[Coordinate annotation entries]
--------------------------------

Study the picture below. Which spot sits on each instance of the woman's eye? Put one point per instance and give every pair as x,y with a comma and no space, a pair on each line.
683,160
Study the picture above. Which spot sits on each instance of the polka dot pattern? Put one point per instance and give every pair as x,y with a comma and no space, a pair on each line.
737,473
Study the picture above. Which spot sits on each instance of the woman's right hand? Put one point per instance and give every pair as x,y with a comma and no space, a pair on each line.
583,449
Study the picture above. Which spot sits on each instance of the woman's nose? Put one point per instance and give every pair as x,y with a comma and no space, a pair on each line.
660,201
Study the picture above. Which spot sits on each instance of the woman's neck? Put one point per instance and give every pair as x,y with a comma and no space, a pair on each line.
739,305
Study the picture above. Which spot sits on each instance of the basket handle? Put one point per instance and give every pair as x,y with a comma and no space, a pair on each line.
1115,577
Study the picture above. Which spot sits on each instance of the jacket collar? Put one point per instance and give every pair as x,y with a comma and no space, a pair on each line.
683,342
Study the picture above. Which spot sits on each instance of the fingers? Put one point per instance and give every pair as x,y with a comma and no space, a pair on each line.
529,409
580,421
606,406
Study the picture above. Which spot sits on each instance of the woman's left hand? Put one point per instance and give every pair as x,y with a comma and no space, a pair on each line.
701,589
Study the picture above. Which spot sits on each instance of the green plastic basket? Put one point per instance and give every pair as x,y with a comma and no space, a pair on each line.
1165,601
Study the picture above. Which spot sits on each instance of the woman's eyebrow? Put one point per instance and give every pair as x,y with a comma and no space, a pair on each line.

--------------------------------

Reproduce the records word for word, beginning at the line that contains "the woman's left" and continuing through the last line of the records.

■ **Exercise output**:
Study the picture above. Which spot sits on each instance of the woman's left hand? Put one point per instance and give every pair as x,y with a comma and no space, a pair on each line.
701,589
Study the picture above. Which spot sits on each instance of the green plastic basket? Put one point per instance and give every pair as x,y with a comma and no space, a pair on each line.
1165,601
Study the picture above. Which spot sits on each instance of the woman's eyebrow? Put one point per instance and give every pair as x,y with a comma and no space, a pair on each line.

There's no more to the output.